— Page —
There are 11 students that have signed up for the trip and there is space for four more students.
“We will be doing research on the how sea horses are affected by diver activity,” Burkhart said.
“We found that diver activity actually helps seahorse population because the population density was high in areas where there were divers, three times more than the areas not used and now we want to find out why,” Burkhart said.
One of the students going to Belize is basing her senior project on the research.
Contact Jeff Burkhart at Ext. 4599 if you are interested in going to Belize and doing this type of research.
A different group of 18 students have been preparing to go to Italy since March.
Students are required to do their homework on Italy before going on this trip.
“The students begin their homework in the summer and you can’t go to Italy without studying, you just won’t understand,” said Ken Scambray, professor of English.
The students are also required to make a personal itinerary in preparation for their trip and read different textbooks and travel books.
“I encourage them to make a large itinerary so that if they do not complete it they can always keep it and go back to complete it,” Scambray said.
The students who travel to Italy are also required to visit all sites that are named in their six page syllabus.
More days have already been added to the trip to allow a longer stop in Rome.
“Some of the students expressed an interest in attending a soccer game while in Italy,” Scambray said. “If not prepared, students who are thrown into foreign environments will be completely overwhelmed.”

A series of records:
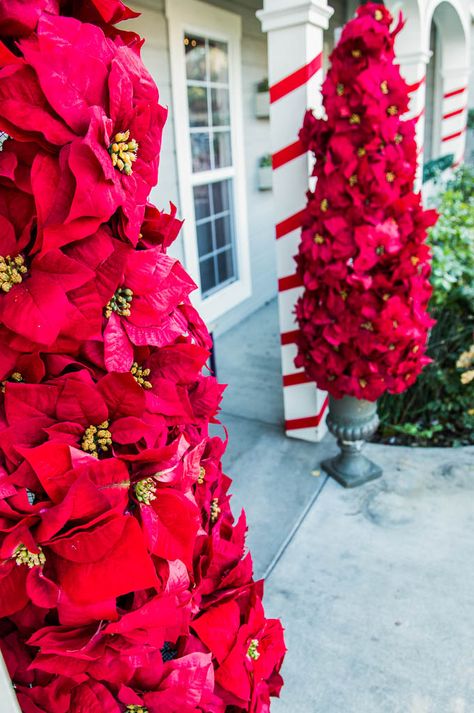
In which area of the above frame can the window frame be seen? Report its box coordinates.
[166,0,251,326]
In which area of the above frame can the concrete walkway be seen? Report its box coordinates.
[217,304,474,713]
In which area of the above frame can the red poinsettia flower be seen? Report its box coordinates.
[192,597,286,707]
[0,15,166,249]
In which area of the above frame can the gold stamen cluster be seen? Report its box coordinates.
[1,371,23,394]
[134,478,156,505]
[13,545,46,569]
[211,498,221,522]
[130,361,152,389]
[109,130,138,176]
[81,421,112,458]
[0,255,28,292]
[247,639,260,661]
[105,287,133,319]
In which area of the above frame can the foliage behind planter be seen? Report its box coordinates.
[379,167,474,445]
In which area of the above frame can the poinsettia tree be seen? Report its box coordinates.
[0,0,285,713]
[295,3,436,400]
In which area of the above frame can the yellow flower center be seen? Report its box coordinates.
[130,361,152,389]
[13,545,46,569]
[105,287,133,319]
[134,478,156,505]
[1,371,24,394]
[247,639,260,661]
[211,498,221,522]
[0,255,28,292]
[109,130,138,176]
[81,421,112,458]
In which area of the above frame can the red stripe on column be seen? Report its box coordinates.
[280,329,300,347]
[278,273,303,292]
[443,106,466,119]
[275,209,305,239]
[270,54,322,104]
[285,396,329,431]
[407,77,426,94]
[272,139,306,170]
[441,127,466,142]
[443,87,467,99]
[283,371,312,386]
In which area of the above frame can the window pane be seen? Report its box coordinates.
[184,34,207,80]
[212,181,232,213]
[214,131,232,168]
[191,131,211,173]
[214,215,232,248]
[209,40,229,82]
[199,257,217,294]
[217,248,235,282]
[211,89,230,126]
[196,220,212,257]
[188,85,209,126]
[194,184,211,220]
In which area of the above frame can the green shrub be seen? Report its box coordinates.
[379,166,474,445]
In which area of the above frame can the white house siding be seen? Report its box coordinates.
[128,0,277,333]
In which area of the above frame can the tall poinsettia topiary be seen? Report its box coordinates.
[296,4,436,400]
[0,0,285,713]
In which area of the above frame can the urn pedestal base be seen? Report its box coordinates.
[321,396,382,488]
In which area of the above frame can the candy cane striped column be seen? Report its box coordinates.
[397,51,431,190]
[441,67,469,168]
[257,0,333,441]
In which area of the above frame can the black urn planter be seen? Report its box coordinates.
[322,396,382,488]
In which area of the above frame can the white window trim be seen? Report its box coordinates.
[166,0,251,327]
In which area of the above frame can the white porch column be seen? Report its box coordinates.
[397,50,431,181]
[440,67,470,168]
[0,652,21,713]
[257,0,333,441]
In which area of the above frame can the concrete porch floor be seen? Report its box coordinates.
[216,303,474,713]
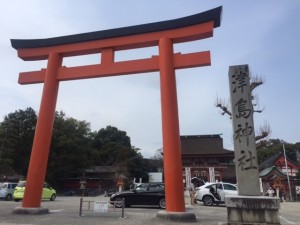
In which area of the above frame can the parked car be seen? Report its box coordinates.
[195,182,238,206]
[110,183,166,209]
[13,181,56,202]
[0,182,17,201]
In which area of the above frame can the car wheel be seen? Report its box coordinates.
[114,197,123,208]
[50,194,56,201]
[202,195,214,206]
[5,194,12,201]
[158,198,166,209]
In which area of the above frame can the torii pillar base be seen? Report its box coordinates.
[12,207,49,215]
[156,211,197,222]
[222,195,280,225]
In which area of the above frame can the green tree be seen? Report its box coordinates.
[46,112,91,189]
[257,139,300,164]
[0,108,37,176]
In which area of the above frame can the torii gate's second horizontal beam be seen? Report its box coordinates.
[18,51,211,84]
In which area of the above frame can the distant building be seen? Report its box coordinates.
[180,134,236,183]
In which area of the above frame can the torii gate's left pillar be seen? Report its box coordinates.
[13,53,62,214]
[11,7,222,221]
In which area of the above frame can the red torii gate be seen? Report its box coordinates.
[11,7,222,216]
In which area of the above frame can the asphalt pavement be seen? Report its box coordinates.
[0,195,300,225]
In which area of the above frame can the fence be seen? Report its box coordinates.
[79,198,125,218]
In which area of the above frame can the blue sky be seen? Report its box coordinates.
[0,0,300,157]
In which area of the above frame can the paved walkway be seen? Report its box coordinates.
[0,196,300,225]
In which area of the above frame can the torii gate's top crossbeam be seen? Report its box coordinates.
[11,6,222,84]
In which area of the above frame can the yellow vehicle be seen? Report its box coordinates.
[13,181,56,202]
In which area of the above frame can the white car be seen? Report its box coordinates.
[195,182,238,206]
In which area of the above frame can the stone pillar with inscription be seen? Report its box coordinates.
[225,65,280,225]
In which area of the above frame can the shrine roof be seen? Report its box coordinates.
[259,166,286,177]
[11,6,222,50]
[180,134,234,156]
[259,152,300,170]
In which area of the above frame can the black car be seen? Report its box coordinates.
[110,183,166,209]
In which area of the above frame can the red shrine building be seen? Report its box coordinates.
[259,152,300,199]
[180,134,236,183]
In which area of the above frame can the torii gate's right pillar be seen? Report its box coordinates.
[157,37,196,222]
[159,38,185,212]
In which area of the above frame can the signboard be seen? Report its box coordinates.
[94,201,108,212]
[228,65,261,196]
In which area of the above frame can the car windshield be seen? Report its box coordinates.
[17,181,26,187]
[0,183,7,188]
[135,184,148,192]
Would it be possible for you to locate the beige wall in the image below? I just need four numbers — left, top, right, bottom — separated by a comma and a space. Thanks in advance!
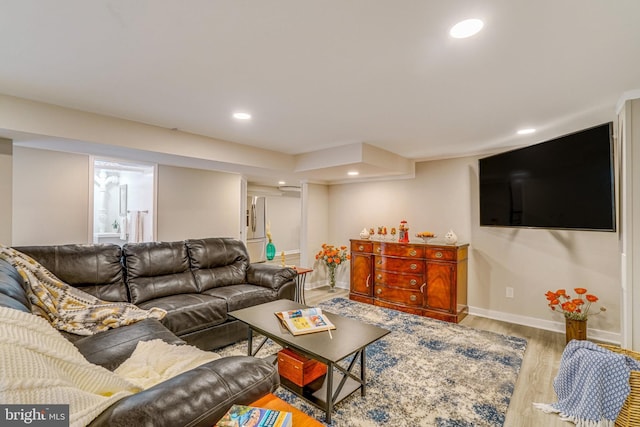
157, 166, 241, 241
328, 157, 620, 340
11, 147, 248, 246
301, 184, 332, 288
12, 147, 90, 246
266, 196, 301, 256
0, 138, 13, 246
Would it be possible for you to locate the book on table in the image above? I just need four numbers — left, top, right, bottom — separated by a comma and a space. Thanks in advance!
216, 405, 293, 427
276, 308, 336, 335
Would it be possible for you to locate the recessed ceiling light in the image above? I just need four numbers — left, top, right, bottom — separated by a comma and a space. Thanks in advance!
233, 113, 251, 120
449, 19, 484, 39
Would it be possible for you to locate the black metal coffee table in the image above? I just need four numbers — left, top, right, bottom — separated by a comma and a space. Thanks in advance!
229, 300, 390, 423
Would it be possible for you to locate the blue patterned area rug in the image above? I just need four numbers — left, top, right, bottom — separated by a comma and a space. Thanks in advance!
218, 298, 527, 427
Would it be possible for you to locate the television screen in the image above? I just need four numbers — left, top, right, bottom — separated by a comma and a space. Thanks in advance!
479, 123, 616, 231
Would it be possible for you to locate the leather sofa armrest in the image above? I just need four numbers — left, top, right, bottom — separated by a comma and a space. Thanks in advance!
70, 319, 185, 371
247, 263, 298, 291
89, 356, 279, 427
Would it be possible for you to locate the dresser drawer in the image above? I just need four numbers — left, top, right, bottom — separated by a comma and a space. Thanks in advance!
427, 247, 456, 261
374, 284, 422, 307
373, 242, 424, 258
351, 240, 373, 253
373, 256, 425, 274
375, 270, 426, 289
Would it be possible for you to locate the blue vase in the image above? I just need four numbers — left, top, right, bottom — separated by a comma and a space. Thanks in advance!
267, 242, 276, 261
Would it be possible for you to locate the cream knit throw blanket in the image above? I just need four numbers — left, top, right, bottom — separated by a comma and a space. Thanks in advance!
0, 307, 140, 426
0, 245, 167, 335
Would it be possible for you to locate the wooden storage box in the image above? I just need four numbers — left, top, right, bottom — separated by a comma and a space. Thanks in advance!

— Exercises to complete —
A. Retype the part of the article on student trips to Belize and Italy from "One of the students" to "type of research.".
B. Echo only the lines of the records from the line with "In which area of the above frame can the foliage" to the line with "[295,3,436,400]", both lines included.
The article and the records come from unrelated sources.

— Outputs by task —
A.
One of the students going to Belize is basing her senior project on the research.
Contact Jeff Burkhart at Ext. 4599 if you are interested in going to Belize and doing this type of research.

B.
In which area of the above frame can the foliage behind planter be seen? Report its box coordinates.
[379,167,474,445]
In which area of the above frame can the poinsettia tree be seen? Report its box coordinates.
[0,0,285,713]
[295,3,436,400]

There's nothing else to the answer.